(Point localization data)
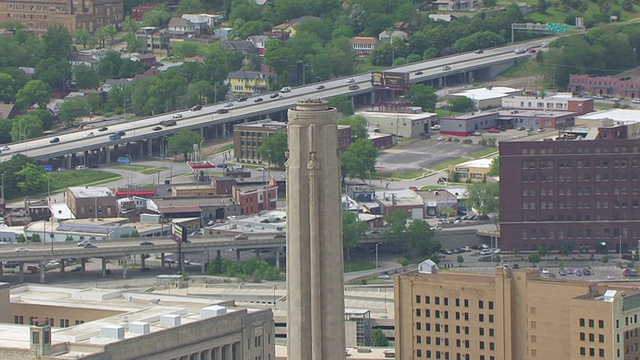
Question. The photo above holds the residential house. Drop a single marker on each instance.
(248, 82)
(395, 34)
(364, 45)
(8, 111)
(259, 42)
(244, 47)
(181, 27)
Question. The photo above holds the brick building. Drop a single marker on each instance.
(37, 15)
(83, 201)
(247, 138)
(605, 85)
(572, 193)
(513, 314)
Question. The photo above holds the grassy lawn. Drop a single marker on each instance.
(354, 265)
(60, 180)
(485, 152)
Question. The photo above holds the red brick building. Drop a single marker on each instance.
(572, 193)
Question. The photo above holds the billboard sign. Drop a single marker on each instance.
(179, 233)
(390, 80)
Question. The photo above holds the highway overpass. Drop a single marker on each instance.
(465, 68)
(41, 253)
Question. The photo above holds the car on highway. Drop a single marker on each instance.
(167, 122)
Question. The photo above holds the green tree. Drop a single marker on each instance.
(352, 231)
(461, 104)
(359, 160)
(342, 104)
(82, 37)
(534, 258)
(358, 125)
(494, 170)
(483, 197)
(54, 72)
(73, 109)
(378, 338)
(182, 142)
(7, 88)
(57, 42)
(34, 92)
(34, 179)
(273, 148)
(423, 96)
(86, 77)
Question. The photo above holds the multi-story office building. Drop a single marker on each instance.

_INSTRUCTIONS FOR THE TASK_
Repeat the entries exactly and keep the pictures out of the copy.

_EXERCISE ANSWER_
Question. The photo above holds the residential house. Drop a single marker on each instance.
(248, 82)
(395, 34)
(364, 45)
(8, 111)
(259, 42)
(244, 47)
(181, 27)
Question. The photo above holds the brick building. Drop a single marker on each instance.
(37, 15)
(83, 201)
(247, 138)
(605, 85)
(572, 193)
(513, 314)
Question. The photo above holds the grassy lawn. Drop a single marker on each instance.
(354, 265)
(60, 180)
(485, 152)
Question. The photo above holds the red brick building. Drop a single marker on each instance.
(572, 193)
Question. The photo above holds the billboard sign. Drop a single marker on each instance.
(179, 233)
(390, 80)
Question. The photo above holds the highway overpass. Drop a single marker on each instance.
(465, 68)
(41, 253)
Question. The photo above holds the car on highway. Drop a single marker on each instance.
(167, 122)
Question. The photo above holds the green tree. Drop a single marker on each instance.
(352, 231)
(461, 104)
(359, 160)
(342, 104)
(82, 37)
(534, 258)
(358, 125)
(494, 170)
(483, 197)
(54, 72)
(73, 109)
(378, 338)
(182, 142)
(7, 88)
(57, 42)
(34, 92)
(34, 179)
(273, 148)
(423, 96)
(86, 77)
Question. The photo above holds the multi-story office building. Drop a single marker on each instance.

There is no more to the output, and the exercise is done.